ACTIVITY → Begin at the line containing "Query: player's knee" and copy each line exactly through the end of the records, leaving out what comes before.

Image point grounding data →
···

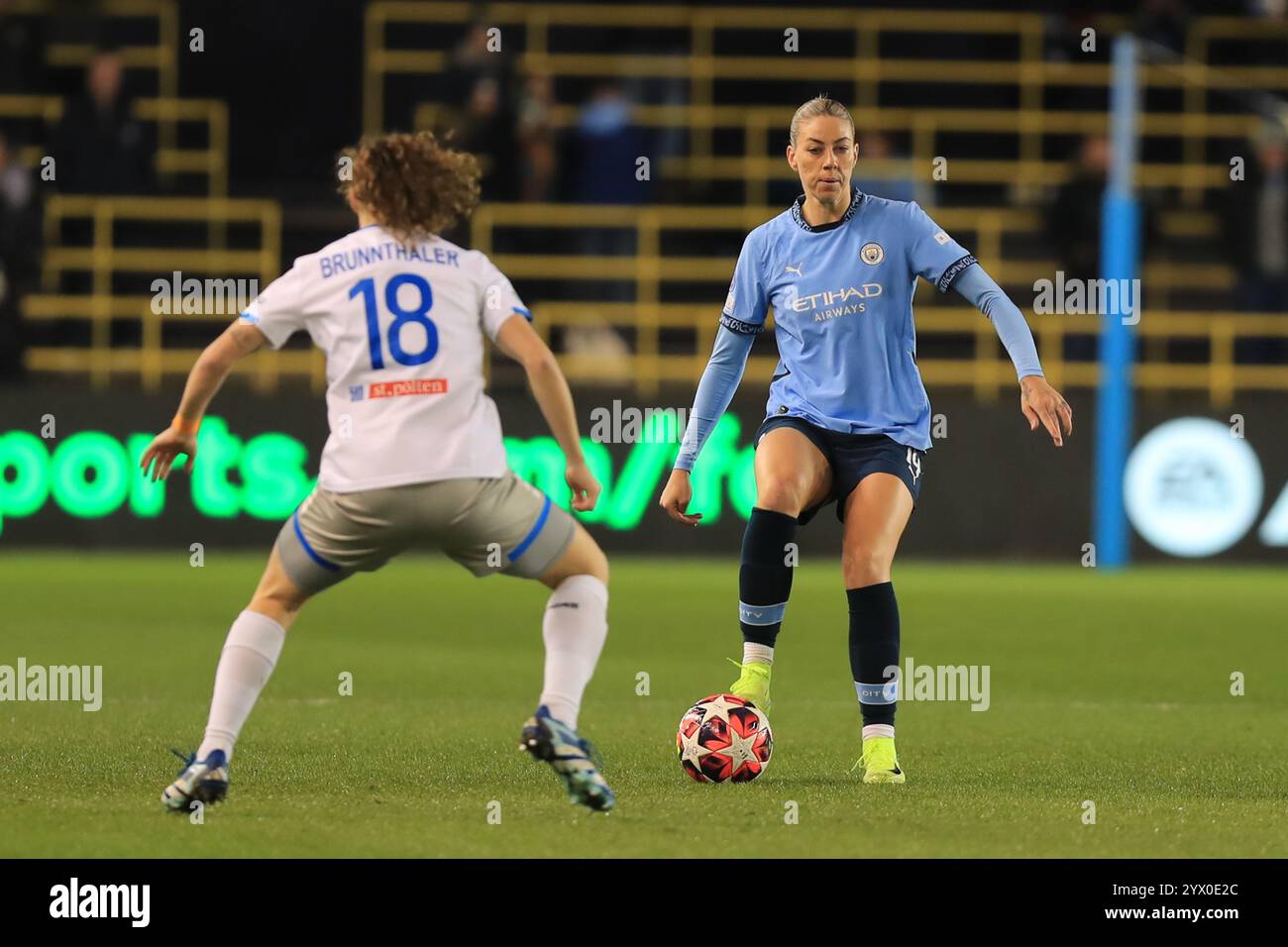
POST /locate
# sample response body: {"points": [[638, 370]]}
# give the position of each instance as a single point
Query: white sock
{"points": [[250, 654], [574, 628]]}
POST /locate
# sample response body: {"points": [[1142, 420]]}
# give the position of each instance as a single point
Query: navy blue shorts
{"points": [[851, 458]]}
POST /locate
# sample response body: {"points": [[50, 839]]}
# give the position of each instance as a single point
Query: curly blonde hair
{"points": [[411, 182]]}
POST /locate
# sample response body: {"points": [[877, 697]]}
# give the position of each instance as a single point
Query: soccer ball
{"points": [[722, 738]]}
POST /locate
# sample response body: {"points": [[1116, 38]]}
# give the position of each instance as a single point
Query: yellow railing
{"points": [[210, 161], [103, 260], [761, 125], [162, 56], [986, 369], [866, 69]]}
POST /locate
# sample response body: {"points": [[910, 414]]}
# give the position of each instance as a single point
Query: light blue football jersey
{"points": [[842, 308]]}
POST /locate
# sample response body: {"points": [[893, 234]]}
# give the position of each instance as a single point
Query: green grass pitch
{"points": [[1112, 688]]}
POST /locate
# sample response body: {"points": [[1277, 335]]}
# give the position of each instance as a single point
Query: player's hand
{"points": [[677, 496], [1042, 403], [163, 449], [585, 487]]}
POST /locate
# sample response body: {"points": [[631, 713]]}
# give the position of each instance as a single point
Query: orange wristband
{"points": [[184, 427]]}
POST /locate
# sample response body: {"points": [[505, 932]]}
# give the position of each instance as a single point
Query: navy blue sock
{"points": [[764, 579], [874, 648]]}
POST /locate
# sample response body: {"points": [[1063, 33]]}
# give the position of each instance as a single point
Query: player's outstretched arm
{"points": [[715, 390], [550, 388], [1038, 399], [213, 367]]}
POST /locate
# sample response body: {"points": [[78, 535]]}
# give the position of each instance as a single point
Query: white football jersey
{"points": [[402, 329]]}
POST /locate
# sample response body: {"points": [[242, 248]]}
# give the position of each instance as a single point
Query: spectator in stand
{"points": [[1254, 226], [481, 82], [22, 54], [99, 149], [540, 161], [1254, 237], [1073, 227], [20, 256], [896, 180]]}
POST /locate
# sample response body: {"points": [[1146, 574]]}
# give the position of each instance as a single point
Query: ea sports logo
{"points": [[1190, 488]]}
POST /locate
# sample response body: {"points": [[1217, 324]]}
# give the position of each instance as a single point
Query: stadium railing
{"points": [[645, 365], [103, 260], [700, 67], [160, 58], [210, 161]]}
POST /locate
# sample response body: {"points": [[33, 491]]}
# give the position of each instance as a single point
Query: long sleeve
{"points": [[715, 390], [986, 295]]}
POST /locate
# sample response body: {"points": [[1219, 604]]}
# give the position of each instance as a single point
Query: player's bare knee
{"points": [[781, 495], [281, 605], [863, 567]]}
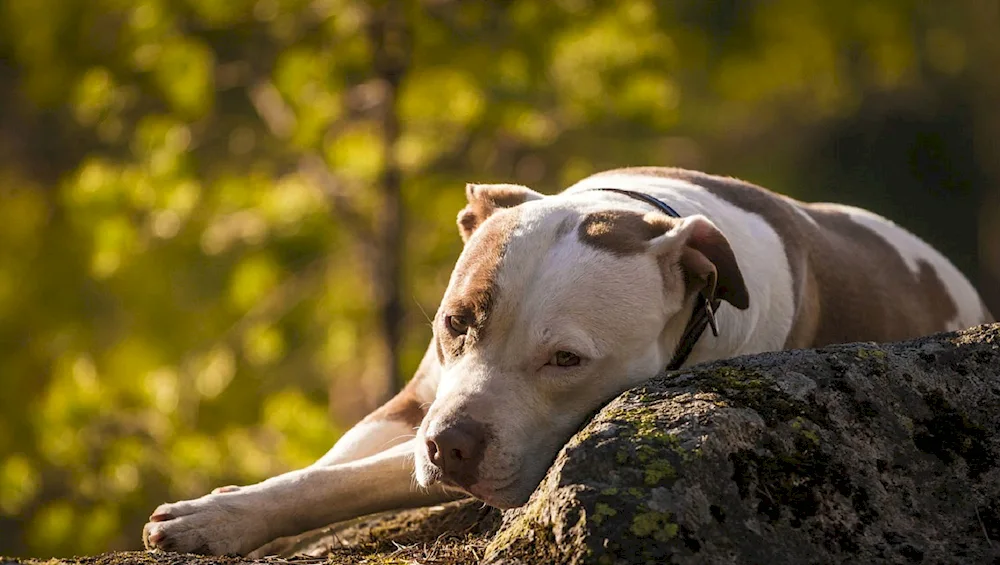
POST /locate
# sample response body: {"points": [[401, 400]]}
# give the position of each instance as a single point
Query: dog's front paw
{"points": [[215, 524]]}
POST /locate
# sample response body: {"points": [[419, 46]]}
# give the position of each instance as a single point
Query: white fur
{"points": [[553, 293], [759, 252]]}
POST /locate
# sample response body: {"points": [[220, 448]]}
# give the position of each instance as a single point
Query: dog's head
{"points": [[555, 305]]}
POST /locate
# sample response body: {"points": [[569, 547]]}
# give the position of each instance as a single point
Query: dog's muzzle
{"points": [[456, 448]]}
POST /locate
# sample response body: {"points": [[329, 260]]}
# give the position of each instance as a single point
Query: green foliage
{"points": [[188, 196]]}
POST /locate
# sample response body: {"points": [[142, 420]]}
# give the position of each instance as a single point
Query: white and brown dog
{"points": [[559, 303]]}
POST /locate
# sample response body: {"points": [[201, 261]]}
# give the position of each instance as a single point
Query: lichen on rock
{"points": [[857, 453]]}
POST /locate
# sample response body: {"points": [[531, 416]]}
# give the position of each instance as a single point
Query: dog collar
{"points": [[704, 313]]}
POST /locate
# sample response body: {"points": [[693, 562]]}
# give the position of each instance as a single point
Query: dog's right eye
{"points": [[457, 324]]}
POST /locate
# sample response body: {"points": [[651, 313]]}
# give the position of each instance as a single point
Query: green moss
{"points": [[656, 525], [657, 471], [870, 353], [602, 511], [755, 390]]}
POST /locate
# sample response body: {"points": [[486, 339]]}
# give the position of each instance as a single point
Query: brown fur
{"points": [[485, 199], [706, 258], [850, 284], [407, 406], [473, 290], [622, 232]]}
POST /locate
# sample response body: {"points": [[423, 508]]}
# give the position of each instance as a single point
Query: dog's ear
{"points": [[704, 255], [485, 199]]}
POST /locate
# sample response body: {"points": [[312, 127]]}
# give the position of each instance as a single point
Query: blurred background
{"points": [[225, 223]]}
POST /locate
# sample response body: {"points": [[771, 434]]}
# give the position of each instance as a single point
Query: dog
{"points": [[559, 303]]}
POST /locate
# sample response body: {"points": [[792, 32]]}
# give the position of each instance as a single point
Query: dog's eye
{"points": [[457, 324], [564, 359]]}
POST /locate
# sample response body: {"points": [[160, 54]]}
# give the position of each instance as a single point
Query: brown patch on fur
{"points": [[473, 288], [407, 406], [849, 283], [706, 258], [987, 316], [622, 232], [485, 200]]}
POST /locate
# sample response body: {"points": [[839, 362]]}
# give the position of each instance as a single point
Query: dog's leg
{"points": [[375, 456], [394, 422], [241, 521], [391, 424]]}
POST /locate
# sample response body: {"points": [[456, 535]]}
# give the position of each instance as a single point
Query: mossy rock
{"points": [[857, 453], [851, 454]]}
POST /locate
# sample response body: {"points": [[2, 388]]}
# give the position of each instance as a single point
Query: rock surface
{"points": [[859, 453], [851, 454]]}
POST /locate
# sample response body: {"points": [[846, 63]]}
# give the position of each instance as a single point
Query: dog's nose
{"points": [[457, 450]]}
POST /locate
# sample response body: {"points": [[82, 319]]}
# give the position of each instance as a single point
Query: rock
{"points": [[858, 453]]}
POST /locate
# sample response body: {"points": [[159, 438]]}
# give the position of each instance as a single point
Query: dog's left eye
{"points": [[457, 324], [564, 359]]}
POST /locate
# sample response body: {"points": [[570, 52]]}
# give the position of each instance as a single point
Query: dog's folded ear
{"points": [[704, 255], [485, 199]]}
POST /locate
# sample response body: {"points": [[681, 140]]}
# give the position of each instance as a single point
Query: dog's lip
{"points": [[488, 491]]}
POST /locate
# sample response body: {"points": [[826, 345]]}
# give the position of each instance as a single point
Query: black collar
{"points": [[704, 311], [663, 206]]}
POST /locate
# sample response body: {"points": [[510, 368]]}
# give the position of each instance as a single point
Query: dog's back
{"points": [[855, 276]]}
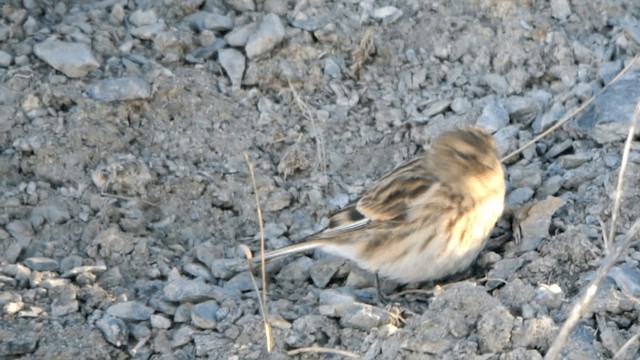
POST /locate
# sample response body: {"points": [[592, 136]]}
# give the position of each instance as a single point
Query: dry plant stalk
{"points": [[570, 116], [262, 300], [363, 52], [582, 304], [319, 140]]}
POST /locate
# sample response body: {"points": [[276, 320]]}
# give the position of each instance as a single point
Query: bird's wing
{"points": [[391, 198], [388, 200]]}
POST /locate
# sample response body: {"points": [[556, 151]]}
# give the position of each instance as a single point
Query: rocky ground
{"points": [[125, 192]]}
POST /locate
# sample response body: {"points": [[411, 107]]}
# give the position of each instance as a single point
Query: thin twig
{"points": [[566, 118], [318, 349], [581, 305], [263, 301], [319, 140]]}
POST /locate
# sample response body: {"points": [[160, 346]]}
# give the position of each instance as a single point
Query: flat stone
{"points": [[493, 118], [560, 9], [241, 5], [130, 310], [535, 225], [75, 60], [127, 88], [203, 20], [608, 118], [233, 63], [143, 17], [114, 329], [203, 315], [269, 34], [41, 264], [523, 110], [627, 278], [364, 317], [5, 59], [147, 32], [188, 290]]}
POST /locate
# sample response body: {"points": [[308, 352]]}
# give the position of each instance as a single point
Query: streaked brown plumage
{"points": [[424, 220]]}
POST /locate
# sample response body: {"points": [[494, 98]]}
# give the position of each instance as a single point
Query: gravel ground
{"points": [[125, 192]]}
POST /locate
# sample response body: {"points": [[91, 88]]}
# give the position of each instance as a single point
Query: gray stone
{"points": [[143, 17], [5, 59], [364, 317], [608, 118], [497, 83], [147, 32], [528, 176], [70, 262], [269, 34], [573, 178], [436, 108], [549, 296], [548, 119], [198, 270], [493, 118], [127, 88], [460, 105], [560, 9], [627, 278], [203, 315], [52, 213], [13, 344], [203, 20], [535, 226], [519, 196], [160, 322], [12, 253], [296, 271], [241, 5], [388, 14], [188, 290], [21, 231], [74, 60], [65, 301], [130, 310], [507, 138], [523, 110], [559, 148], [233, 63], [549, 187], [323, 270], [608, 70], [494, 330], [226, 268], [241, 282], [182, 336], [41, 264], [113, 329], [78, 270], [239, 36], [503, 269]]}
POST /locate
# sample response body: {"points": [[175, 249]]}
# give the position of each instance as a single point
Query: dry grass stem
{"points": [[317, 349], [319, 140], [582, 304], [262, 300], [570, 116], [363, 52]]}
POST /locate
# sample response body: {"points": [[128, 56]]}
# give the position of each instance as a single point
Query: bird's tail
{"points": [[289, 250]]}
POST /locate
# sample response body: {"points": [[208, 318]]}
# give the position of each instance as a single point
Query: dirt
{"points": [[155, 193]]}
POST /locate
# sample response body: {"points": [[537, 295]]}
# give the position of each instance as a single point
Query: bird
{"points": [[427, 219]]}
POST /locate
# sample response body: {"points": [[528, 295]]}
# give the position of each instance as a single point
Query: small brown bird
{"points": [[426, 219]]}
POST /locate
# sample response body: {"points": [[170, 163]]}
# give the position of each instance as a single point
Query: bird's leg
{"points": [[381, 296]]}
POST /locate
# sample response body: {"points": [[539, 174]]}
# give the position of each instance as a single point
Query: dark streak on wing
{"points": [[391, 197]]}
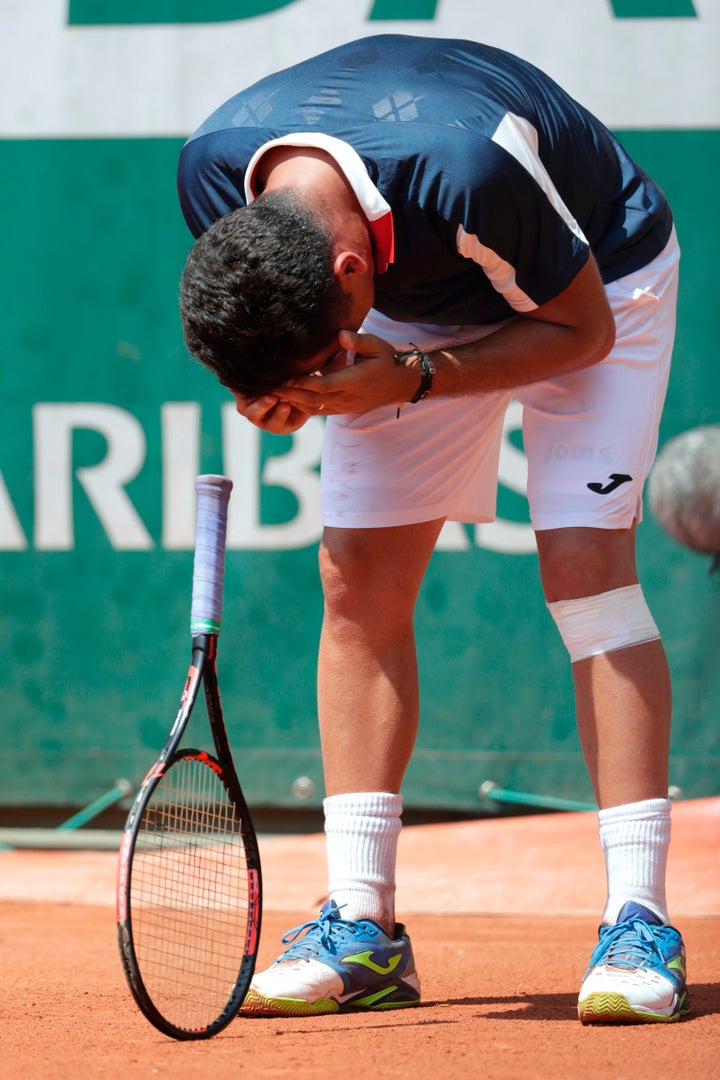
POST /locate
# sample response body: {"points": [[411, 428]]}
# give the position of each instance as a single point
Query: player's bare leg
{"points": [[367, 670], [368, 714], [637, 970]]}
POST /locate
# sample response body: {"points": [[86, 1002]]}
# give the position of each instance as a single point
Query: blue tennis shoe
{"points": [[637, 972], [336, 966]]}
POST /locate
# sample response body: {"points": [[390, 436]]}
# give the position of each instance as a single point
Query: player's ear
{"points": [[348, 267]]}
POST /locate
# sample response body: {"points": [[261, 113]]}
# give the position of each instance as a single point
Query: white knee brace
{"points": [[606, 622]]}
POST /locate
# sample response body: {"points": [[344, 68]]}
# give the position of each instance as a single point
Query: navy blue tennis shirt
{"points": [[485, 183]]}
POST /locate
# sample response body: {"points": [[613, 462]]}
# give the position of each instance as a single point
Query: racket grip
{"points": [[208, 571]]}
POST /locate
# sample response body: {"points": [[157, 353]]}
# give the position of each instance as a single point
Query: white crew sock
{"points": [[362, 831], [635, 839]]}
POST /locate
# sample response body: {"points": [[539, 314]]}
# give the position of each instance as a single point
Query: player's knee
{"points": [[585, 562], [609, 621], [358, 590]]}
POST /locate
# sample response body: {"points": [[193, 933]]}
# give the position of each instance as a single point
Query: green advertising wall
{"points": [[105, 422]]}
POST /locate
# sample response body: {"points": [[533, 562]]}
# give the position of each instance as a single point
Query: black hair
{"points": [[258, 294]]}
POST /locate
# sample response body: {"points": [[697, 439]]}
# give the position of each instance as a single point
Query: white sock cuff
{"points": [[644, 810], [364, 804], [635, 839]]}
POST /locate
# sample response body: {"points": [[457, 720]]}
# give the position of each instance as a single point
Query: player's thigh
{"points": [[591, 436]]}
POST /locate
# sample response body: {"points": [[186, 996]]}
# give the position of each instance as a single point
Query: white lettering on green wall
{"points": [[58, 482]]}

···

EXERCISE RESULT →
Query: player's knee
{"points": [[585, 562], [609, 621], [358, 590]]}
POST /locate
# sample response body: {"points": [[193, 933]]}
# give the position of each instance as a single point
Query: green advertising wall
{"points": [[105, 422]]}
POST /locate
# sample response body: {"points": [[533, 562]]}
# give the position of each instance as a single point
Query: black hair
{"points": [[258, 294]]}
POST /locate
# sample response body: {"points": [[697, 439]]}
# give the position of each instance as a single point
Query: white sock cuff
{"points": [[644, 810], [364, 804], [635, 839]]}
POST /locate
# sample response body: {"points": [[457, 720]]}
# give the position of each instance as a single point
Query: player's thigh
{"points": [[591, 436]]}
POST /locate
# sample response body: {"points": [[186, 996]]}
# give the position of each instance as a single point
Query: white lettering on green wall
{"points": [[58, 482]]}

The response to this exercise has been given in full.